The general method includes the identification of bi-nuclear cells using images captured by an image capture system. Typically an image will be captured of a cell or plurality of cells, depending on the magnification at which the image is captured and certain markers can be used to highlight in the captured image the component of the cell of interest. The term “marker” or “labelling agent” refers to materials that specifically bind to and label cell components. These markers or labelling agents should be detectable in an image of the relevant cells. Typically, a labelling agent emits a signal whose intensity is related to the concentration of the cell component to which the agent binds. Preferably, the signal intensity is directly proportional to the concentration of the underlying cell component. The location of the signal source (i.e., the position of the marker) should be detectable in an image of the relevant cells.

Preferably, the chosen marker binds indiscriminately with its corresponding cellular component, regardless of location within the cell. Although in other embodiments, the chosen marker may bind to specific subsets of the component of interest (e.g., it binds only to sequences of DNA or regions of a chromosome). The marker should provide a strong contrast to other features in a given image. To this end, the marker should be luminescent, radioactive, fluorescent, etc. Various stains and compounds may serve this purpose. Examples of such compounds include fluorescently labelled antibodies to the cellular component of interest, fluorescent intercalators, and fluorescent lectins. The antibodies may be fluorescently labelled either directly or indirectly.

As part of the general method, the effect of a stimulus or treatment on cells can be investigated using the algorithms described herein. The term “treatment” or “stimulus” refers to something that may influence the biological condition of a cell. Often the term will be synonymous with “agent” or “manipulation.” Stimuli may be materials, radiation (including all manner of electromagnetic and particle radiation), forces (including mechanical (e.g., gravitational), electrical, magnetic, and nuclear), fields, thermal energy, and the like. General examples of materials that may be used as stimuli include organic and inorganic chemical compounds, biological materials such as nucleic acids, carbohydrates, proteins and peptides, lipids, various infectious agents, mixtures of the foregoing, and the like. Other general examples of stimuli include non-ambient temperature, non-ambient pressure, acoustic energy, electromagnetic radiation of all frequencies, the lack of a particular material (e.g., the lack of oxygen as in ischemia), temporal factors, etc.

Specific examples of biological stimuli include exposure to hormones, growth factors, antibodies, or extracellular matrix components. Or exposure to biologics such as infective materials such as viruses that may be naturally occurring viruses or viruses engineered to express exogenous genes at various levels. Biological stimuli could also include delivery of antisense polynucleotides by means such as gene transfection. Stimuli also could include exposure of cells to conditions that promote cell fusion. Specific physical stimuli could include exposing cells to shear stress under different rates of fluid flow, exposure of cells to different temperatures, exposure of cells to vacuum or positive pressure, or exposure of cells to sonication. Another stimulus includes applying centrifugal force. Still other specific stimuli include changes in gravitational force, including sub-gravitation, application of a constant or pulsed electrical current. Still other stimuli include photobleaching, which in some embodiments may include prior addition of a substance that would specifically mark areas to be photobleached by subsequent light exposure. In addition, these types of stimuli may be varied as to time of exposure, or cells could be subjected to multiple stimuli in various combinations and orders of addition. Of course, the type of manipulation used depends upon the application.
------------------------------------------------
> **WHAT THIS EXERCISE ASKS**
a) In the cell-imaging text, what does the term "marker" or "labelling agent" refer to?
b) Please write the next paragraph of the cell-imaging text, picking up right after its final sentence.
The lines after this text are unrelated to it.

> **EXERCISE DATA**
------------------------------------------------
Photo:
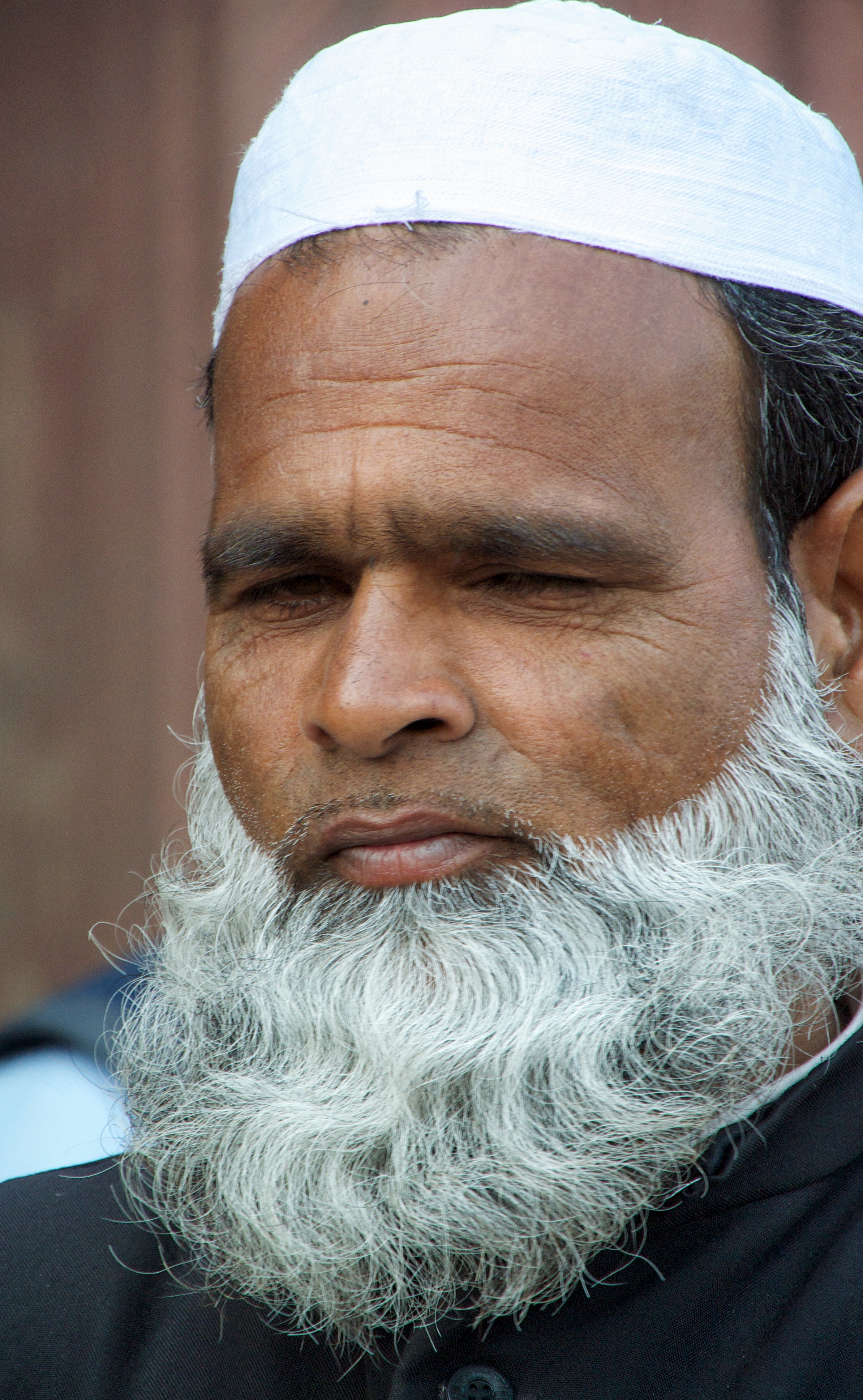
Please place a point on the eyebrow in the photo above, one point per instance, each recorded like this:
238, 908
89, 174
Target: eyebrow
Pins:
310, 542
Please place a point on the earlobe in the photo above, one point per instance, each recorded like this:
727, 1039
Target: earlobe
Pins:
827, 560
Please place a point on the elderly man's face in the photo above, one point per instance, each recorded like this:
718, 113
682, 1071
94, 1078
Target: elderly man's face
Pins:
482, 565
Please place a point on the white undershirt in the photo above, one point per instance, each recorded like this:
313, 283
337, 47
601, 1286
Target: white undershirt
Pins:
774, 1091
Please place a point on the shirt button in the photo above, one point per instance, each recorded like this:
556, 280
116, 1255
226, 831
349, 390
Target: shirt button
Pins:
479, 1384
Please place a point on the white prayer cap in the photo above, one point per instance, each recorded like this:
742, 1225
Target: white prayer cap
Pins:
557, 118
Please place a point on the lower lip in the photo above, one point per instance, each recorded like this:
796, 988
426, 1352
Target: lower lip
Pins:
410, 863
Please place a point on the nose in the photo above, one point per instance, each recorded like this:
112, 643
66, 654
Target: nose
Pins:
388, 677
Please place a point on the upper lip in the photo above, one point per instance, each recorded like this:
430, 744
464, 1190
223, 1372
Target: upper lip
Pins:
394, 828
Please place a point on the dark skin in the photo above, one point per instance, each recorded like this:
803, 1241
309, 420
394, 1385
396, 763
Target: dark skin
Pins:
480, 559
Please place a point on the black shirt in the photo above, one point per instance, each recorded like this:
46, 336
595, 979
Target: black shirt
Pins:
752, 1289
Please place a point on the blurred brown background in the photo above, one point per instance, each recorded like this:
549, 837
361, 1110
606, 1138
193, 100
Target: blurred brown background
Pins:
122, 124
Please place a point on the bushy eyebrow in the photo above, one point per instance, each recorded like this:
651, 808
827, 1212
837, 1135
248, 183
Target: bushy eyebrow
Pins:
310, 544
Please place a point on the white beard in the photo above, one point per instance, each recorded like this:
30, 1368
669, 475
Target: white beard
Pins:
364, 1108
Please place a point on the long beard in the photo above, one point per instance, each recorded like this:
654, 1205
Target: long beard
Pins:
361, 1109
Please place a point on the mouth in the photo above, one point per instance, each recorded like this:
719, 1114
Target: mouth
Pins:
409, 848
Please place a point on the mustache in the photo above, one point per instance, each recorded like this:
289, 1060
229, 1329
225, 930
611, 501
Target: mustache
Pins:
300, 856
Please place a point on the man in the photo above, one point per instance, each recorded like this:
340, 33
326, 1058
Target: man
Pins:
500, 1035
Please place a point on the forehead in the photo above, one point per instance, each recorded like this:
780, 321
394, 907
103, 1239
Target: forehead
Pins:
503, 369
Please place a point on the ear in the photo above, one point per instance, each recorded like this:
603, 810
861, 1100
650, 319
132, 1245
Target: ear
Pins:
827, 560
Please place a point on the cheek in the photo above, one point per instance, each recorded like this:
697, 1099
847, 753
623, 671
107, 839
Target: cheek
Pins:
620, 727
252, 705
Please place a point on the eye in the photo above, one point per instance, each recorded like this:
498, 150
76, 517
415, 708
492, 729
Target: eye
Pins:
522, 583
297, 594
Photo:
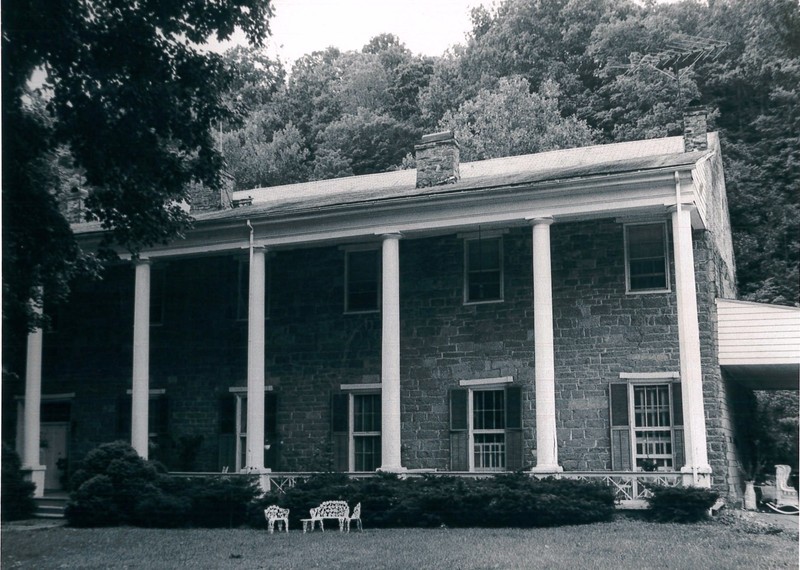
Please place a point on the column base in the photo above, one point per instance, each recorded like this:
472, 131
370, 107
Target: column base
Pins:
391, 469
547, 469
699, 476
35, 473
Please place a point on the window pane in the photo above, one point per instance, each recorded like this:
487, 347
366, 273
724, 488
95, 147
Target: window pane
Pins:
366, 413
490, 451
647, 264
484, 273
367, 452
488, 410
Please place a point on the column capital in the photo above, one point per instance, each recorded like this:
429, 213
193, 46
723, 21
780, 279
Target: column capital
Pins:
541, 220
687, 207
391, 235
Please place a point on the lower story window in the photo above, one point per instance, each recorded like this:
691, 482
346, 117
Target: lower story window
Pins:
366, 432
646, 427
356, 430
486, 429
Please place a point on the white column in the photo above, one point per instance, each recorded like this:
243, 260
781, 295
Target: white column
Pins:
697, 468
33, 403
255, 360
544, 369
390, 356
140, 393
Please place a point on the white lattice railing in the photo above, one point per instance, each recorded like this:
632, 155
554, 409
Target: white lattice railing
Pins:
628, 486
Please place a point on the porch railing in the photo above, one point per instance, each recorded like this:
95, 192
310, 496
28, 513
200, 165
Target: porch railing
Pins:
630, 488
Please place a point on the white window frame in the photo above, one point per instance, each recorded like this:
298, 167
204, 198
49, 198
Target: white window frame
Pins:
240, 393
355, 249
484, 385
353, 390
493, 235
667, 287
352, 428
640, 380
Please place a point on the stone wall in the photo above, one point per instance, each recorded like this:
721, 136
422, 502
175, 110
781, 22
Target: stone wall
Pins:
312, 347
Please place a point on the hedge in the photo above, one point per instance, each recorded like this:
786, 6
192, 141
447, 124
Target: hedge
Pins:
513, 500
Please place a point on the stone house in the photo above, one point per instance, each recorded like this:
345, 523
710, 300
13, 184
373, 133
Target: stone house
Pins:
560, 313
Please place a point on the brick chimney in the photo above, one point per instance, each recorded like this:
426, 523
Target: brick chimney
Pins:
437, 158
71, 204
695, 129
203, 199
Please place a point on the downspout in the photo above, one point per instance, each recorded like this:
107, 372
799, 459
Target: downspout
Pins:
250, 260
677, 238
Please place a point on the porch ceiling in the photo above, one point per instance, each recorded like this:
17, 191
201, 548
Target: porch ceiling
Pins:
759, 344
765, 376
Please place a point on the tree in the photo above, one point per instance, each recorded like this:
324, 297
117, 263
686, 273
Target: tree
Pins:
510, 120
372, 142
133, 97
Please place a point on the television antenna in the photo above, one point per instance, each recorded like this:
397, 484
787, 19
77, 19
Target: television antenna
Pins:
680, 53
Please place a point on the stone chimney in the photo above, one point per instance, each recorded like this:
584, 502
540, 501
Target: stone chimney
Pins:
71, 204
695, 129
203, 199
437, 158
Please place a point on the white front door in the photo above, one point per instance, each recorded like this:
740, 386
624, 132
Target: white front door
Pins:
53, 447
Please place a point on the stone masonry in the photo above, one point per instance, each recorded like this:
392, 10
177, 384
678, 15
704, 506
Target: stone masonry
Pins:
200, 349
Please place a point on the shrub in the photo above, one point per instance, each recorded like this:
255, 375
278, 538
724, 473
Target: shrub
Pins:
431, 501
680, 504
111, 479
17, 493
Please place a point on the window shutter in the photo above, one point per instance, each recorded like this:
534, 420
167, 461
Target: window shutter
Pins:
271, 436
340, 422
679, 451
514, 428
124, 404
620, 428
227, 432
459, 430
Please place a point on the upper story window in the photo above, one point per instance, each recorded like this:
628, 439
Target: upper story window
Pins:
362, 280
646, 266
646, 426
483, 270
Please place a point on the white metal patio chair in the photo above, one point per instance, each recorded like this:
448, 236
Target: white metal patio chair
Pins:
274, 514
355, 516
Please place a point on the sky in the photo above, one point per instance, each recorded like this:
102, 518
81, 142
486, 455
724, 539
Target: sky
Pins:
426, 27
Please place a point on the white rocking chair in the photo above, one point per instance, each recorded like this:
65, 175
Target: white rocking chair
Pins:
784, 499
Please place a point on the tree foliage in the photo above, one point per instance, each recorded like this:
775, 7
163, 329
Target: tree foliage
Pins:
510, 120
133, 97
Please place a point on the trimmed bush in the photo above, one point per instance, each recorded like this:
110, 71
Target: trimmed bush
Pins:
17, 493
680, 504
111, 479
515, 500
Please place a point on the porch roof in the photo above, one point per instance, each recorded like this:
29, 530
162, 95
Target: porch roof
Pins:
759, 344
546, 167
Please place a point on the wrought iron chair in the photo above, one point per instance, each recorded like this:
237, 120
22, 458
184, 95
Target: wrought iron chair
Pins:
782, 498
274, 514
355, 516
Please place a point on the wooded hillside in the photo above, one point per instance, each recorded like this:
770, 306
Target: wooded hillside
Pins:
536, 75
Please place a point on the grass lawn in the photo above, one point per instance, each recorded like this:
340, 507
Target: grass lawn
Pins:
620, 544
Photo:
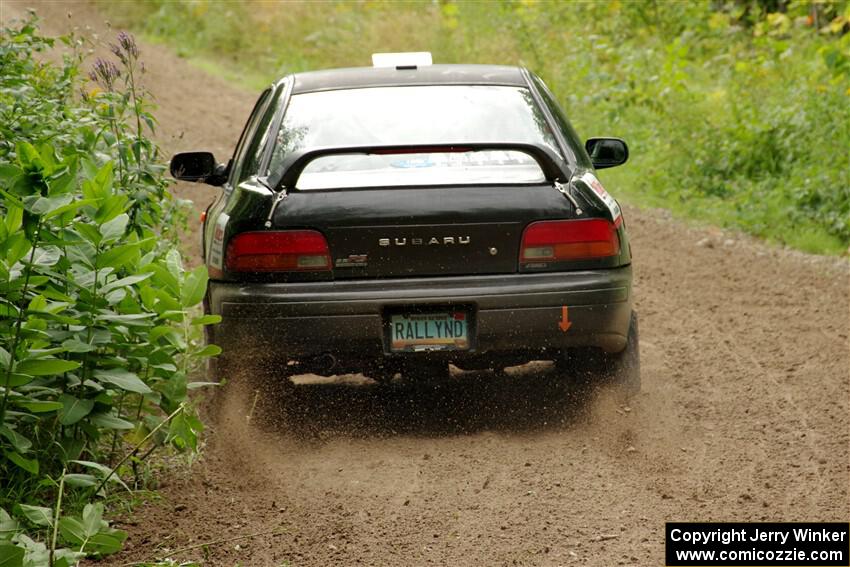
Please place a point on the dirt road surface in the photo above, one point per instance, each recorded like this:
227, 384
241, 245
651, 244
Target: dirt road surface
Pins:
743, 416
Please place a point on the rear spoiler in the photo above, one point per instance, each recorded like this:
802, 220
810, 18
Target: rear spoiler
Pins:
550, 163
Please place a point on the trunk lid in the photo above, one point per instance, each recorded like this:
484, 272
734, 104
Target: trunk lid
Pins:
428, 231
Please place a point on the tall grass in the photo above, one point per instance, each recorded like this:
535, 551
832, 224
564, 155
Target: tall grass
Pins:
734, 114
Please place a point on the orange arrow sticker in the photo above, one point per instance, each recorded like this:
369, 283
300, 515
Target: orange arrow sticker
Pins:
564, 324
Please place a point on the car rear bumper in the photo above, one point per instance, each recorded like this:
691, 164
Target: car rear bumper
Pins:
------------------------------------------------
> **ANSWERS GIVEN**
a) Materials that specifically bind to and label cell components.

b)
As part of the processing of captured images, certain features of the cells can be extract using suitable image processing techniques. The algorithms of the present invention can take this feature data as input in order to carryout their analysis. As used herein, the term “feature” refers to a property of a cell or population of cells derived from cell images and includes the basic “parameters” extracted from a cell image. The basic parameters are typically morphological, concentration, and/or statistical values obtained by analyzing a cell image showing the positions and concentrations of one or more markers bound within the cells. Examples of the various features used by the algorithms are given later on herein. It will be appreciated in the following that some of the algorithms of the present invention can work directly from the feature data, e.g. nuclear position and shape, and do not need to themselves process the images from which the feature data has been obtained, whereas other of the algorithms process image data or use other information contained in an image, together with any required feature data.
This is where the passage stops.